- **PASSAGE GIVEN**:
┌──

Lest we forget that real murder is not entertainment, Zeman provides insight into the historical circumstances of the victims. Timothy O’Brien was a young boy who succumbed to cyanide-laced candy given by his father Ronald O’Brien, given the nickname “Candyman” while in prison; Janett Christman was a babysitter strangled with electrical cord by someone she possibly knew and who may have committed similar atrocious acts of violence. Zeman is clear to point out that though urban legend lend themselves to playful fright, they serve a deeper purpose: to help a mind cope with these types of incomprehensible acts of cruelty and violence. Zeman illustrates his point with a segment featuring the city of Texarkana’s ceremonial screening of the film The Town that Dreaded Sundown, based on actual murders in the area, as a cathartic means of release for the community. Zeman interviews residents of the Cabrini Green housing project, who have larger problems than creepy clown appearances that merely provide an eerie distraction in the troubled neighborhood. Both points-of-view inform the viewer of the function of urban legends—where fantasy, however sinister, is a form of escapism.

└──

- **DATA LINES**:
┌──

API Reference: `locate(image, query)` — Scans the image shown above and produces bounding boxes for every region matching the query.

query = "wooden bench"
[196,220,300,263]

└──

- **TASK OBJECTIVE**: Condense the paragraph beginning "Lest we forget that real murder" in the passage on urban legends above into a short bulleted list that keeps its main facts.

- **WRITTEN ANSWER**:
- Zeman reminds viewers that real murder is not entertainment by giving the historical background of the victims.
- Timothy O'Brien, a young boy, died from cyanide-laced candy given to him by his father, Ronald O'Brien, who was nicknamed "Candyman" in prison.
- Janett Christman, a babysitter, was strangled with electrical cord by someone she possibly knew, who may have committed similar violent acts.
- Zeman argues that urban legends offer playful fright but also help the mind cope with incomprehensible cruelty and violence.
- Texarkana holds a ceremonial screening of The Town that Dreaded Sundown, a film based on actual murders in the area, as a cathartic release for the community.
- Residents of the Cabrini Green housing project face larger problems than creepy clown appearances, which serve only as an eerie distraction.
- Together, these views show that urban legends work as escapism, even when the fantasy is sinister.